:: PROBLEM DESCRIPTION ::
Return each entry exactly, with none missing.

------------------------------

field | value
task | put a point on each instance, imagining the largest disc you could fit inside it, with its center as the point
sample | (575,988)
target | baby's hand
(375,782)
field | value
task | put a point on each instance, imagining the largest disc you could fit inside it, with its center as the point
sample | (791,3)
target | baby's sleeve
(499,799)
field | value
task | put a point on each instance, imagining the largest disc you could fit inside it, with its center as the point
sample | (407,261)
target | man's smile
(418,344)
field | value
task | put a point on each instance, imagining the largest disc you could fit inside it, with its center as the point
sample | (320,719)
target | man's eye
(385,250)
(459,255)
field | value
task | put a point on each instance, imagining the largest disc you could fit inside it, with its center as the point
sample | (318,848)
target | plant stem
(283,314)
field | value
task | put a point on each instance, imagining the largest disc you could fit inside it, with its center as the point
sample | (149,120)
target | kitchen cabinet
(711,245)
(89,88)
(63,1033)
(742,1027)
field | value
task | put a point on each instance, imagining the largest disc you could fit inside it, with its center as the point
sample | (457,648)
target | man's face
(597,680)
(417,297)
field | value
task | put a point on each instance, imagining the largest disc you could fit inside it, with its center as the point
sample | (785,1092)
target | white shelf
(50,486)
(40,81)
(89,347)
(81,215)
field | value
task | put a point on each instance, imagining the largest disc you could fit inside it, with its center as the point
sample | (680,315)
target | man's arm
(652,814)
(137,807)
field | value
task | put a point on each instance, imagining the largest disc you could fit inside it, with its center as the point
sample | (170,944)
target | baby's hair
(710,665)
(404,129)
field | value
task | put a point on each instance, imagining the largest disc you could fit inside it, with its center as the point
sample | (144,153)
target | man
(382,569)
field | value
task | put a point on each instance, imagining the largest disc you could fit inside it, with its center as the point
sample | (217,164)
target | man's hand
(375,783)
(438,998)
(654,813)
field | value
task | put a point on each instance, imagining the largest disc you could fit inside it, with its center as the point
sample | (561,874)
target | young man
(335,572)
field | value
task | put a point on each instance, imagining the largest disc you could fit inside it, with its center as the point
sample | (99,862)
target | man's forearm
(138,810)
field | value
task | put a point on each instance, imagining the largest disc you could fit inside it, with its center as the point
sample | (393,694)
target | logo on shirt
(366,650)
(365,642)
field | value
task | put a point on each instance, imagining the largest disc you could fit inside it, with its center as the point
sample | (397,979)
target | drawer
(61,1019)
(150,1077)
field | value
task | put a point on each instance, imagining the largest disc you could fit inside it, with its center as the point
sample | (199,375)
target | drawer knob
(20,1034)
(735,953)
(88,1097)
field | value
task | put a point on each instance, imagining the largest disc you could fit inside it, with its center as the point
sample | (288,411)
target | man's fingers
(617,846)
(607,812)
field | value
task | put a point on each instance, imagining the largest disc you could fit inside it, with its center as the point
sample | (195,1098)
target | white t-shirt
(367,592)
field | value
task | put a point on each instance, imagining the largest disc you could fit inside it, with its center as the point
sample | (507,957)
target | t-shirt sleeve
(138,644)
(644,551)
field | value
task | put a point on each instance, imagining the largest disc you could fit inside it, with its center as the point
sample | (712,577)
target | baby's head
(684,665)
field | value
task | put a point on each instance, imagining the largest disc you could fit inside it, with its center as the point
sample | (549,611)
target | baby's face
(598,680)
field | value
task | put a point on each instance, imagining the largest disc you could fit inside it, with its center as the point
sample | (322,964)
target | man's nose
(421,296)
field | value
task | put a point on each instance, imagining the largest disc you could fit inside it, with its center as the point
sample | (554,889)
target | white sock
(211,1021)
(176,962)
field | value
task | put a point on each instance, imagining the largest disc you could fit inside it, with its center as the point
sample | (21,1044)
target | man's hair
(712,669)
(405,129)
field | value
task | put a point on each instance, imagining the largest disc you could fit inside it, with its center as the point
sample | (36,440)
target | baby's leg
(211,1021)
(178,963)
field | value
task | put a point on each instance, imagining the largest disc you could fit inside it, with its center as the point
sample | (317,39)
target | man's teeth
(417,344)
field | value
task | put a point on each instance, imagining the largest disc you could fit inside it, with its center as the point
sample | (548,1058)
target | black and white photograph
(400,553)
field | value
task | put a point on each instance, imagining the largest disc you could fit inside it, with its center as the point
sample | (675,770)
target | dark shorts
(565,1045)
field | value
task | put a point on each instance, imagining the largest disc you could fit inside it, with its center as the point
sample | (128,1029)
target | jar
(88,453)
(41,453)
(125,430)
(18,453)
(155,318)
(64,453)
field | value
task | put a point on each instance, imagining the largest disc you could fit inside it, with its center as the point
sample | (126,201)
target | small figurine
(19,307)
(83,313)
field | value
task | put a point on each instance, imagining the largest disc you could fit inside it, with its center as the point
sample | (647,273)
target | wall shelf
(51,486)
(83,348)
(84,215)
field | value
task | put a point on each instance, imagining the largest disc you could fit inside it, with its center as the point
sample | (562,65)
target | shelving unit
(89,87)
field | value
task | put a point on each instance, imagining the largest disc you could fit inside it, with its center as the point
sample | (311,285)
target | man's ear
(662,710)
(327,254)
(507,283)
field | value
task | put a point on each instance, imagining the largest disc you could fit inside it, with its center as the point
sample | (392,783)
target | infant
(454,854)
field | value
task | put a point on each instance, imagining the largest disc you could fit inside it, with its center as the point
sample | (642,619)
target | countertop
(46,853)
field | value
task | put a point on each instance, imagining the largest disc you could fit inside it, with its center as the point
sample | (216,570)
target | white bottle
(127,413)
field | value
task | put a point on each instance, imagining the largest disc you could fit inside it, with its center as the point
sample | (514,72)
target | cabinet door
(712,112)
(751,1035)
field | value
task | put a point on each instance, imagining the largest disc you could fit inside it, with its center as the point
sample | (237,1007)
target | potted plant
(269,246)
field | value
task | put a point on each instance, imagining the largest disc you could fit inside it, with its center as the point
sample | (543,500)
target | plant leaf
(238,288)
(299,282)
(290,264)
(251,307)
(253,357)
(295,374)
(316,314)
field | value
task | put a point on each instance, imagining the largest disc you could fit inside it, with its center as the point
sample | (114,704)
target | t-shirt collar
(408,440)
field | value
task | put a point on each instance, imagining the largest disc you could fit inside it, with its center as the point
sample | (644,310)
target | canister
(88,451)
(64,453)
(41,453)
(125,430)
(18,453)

------------------------------

:: EXERCISE OUTPUT ::
field | value
task | put a point on each instance, imagining the largest disc you could fit inside it, with its center as the point
sample | (575,988)
target | baby's hand
(375,782)
field | value
task | put a point on each instance, imagining the largest disc you could fit inside it, with its center as the point
sample | (791,3)
target | baby's sleeve
(499,799)
field | value
task | put a point on each instance, imagining the largest disc you could fit inside it, with its center as the point
sample | (407,261)
target | man's smile
(418,344)
field | value
task | put a point on each instance, imagining the largest disc you could fit inside it, with its center as the point
sample | (320,719)
target | man's eye
(385,250)
(459,255)
field | value
task | put a point on each instance, imagining the largest disc you could fit inside it, with its center as the point
sample | (318,848)
target | plant stem
(283,314)
field | value
task | put a point on each instance, imagining the largest disc you could fit inside it, with its center as the point
sample | (149,120)
target | kitchen cabinet
(711,245)
(89,88)
(63,1033)
(742,1027)
field | value
task | put a point on each instance, imagining the largest disc you could fit inside it, with its center as the point
sample | (457,648)
target | man's face
(597,680)
(417,297)
field | value
task | put a point on each instance, imagining the largest disc you could fit inside it, with its center as the point
sample | (785,1092)
target | white shelf
(50,486)
(40,81)
(89,347)
(81,215)
field | value
task | put a point on each instance, imagining the largest disc you could fit inside it, with its center as the point
sample | (680,315)
target | man's arm
(652,814)
(137,807)
field | value
task | put a point on each instance, imagining the largest disc you could fit inside it, with its center as the point
sample | (170,944)
target | baby's hair
(710,665)
(404,129)
field | value
task | put a point on each instance, imagining the largest disc you could fit inside it, with its center as the point
sample | (144,153)
target | man
(382,569)
field | value
task | put a point on each instance, imagining the largest disc you could fit inside it, with its center as the point
sample | (217,164)
target | man's hand
(375,783)
(438,998)
(654,813)
field | value
task | put a point on each instance, imagining the largest disc you could fit inside it, with its center as the point
sample | (561,874)
target | young man
(335,572)
field | value
task | put a point on each instance, imagining the largest disc you could fit inside it, with its center as the point
sample | (99,862)
target | man's forearm
(138,810)
field | value
task | put a point on each instance, imagining the largest disc you could fit inside it, with its center as the point
sample | (393,694)
target | logo on shirt
(366,650)
(365,642)
field | value
task | put a point on each instance, imagining the largest disc you could fit inside it, with its center as the point
sample | (397,979)
target | drawer
(61,1019)
(150,1077)
field | value
task | put a point on each instance, imagining the largest disc you could fit inside it, with its center as the point
sample | (199,375)
target | drawer knob
(20,1034)
(735,953)
(88,1097)
field | value
task | put a point on each instance, imagining the largest disc you could fit inside it, with its center as the point
sample | (288,411)
target | man's fingers
(617,846)
(607,812)
field | value
task | put a point on each instance, imagining the largest disc you could fit inside it, with its center as the point
sample | (195,1098)
target | white t-shirt
(367,592)
field | value
task | put a point on each instance, imagining the largest disc you could fit inside it, with its center as the point
sample | (507,957)
target | t-shirt sleeve
(138,644)
(644,551)
field | value
task | put a point on each instance, imagining the largest disc you could fit inside it, with its center as the point
sample | (712,577)
target | baby's head
(684,665)
field | value
task | put a point on each instance, imagining the largest disc you could fit inside it, with its center as the point
sample | (549,611)
target | baby's face
(598,680)
field | value
task | put a point on each instance, imagining the largest disc you could fit inside it, with its center as the point
sample | (322,964)
target | man's nose
(421,296)
field | value
task | put a point on each instance, imagining the largest disc you could fit inside it, with its center as the point
sample | (554,889)
target | white sock
(211,1021)
(176,962)
field | value
task | put a point on each instance, imagining the largest disc you could fit inside it, with its center as the point
sample | (21,1044)
target | man's hair
(712,669)
(405,129)
field | value
task | put a point on each instance, imagining the largest disc you could fit inside it, with its center as the point
sample | (36,440)
target | baby's leg
(211,1021)
(178,963)
field | value
task | put a point on each instance, imagining the largest disc you could fit inside it, with its center as the point
sample | (317,39)
target | man's teeth
(417,344)
field | value
task | put a point on each instance, imagining the largest disc you could fit inside it, with its center as the point
sample | (548,1058)
target | black and white photograph
(400,553)
field | value
task | put a point on each instance, imagining the largest disc you could fit inside it, with its center as the point
sample | (675,770)
target | dark shorts
(565,1045)
field | value
task | put a point on each instance, imagining the largest disc you could fit inside it, with its center as the point
sample | (128,1029)
target | jar
(88,453)
(41,453)
(125,430)
(18,453)
(155,318)
(64,453)
field | value
task | put a point on each instance, imagining the largest disc you could fit inside it, with its center as the point
sample | (126,201)
target | small figurine
(19,307)
(83,313)
field | value
task | put a point on each instance, imagining the largest disc you could fit inside it, with its center as the point
sample | (647,273)
target | wall shelf
(51,486)
(83,348)
(84,215)
field | value
task | put a point on each instance, imagining the largest disc you could fit inside it, with its center as the point
sample | (562,65)
target | shelving unit
(89,87)
field | value
task | put a point on each instance, imagining the largest disc you could fit inside it, with its center as the point
sample | (311,285)
target | man's ear
(662,710)
(327,254)
(507,283)
field | value
task | put a point on each instance, imagining the largest disc you could fit inside it, with its center as the point
sample | (392,783)
target | infant
(454,854)
field | value
task | put a point on each instance, imagining the largest disc you could fit inside it, with its center as the point
sample | (642,619)
target | countertop
(46,853)
field | value
task | put a point on each instance, imagining the largest disc you could fit inside it, with its center as the point
sample | (216,570)
target | white bottle
(127,413)
field | value
task | put a point on each instance, imagining the largest disc you could fit inside it, with its center as the point
sample | (514,72)
target | cabinet door
(712,112)
(751,1035)
field | value
task | put a point on each instance, imagining the largest disc you could fit inside it, with its center as the point
sample | (237,1007)
target | potted plant
(269,246)
field | value
task | put a point on each instance, imagining the largest disc you could fit inside it, with its center as the point
sample | (543,500)
target | plant leaf
(238,288)
(299,282)
(290,264)
(251,307)
(253,357)
(295,374)
(316,314)
field | value
task | put a point on each instance, imagining the largest disc you could fit inside it, with its center as the point
sample | (114,704)
target | t-shirt collar
(408,440)
field | value
task | put a point on each instance, imagining the largest disc you could fit inside it, with its center as the point
sample | (644,310)
target | canister
(88,451)
(64,453)
(41,453)
(125,430)
(18,453)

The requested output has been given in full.